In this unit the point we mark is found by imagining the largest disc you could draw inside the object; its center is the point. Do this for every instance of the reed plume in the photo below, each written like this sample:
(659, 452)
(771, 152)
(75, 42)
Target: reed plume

————

- Your task
Copy every line of the listing above verbatim, with no changes.

- Solution to this problem
In this unit the point we mark is found by imagining the largest disc you could draw inside the object; its center is the point. Do this for every instance of the reed plume in the photo below, each written like this sample:
(659, 452)
(771, 152)
(75, 42)
Target: reed plume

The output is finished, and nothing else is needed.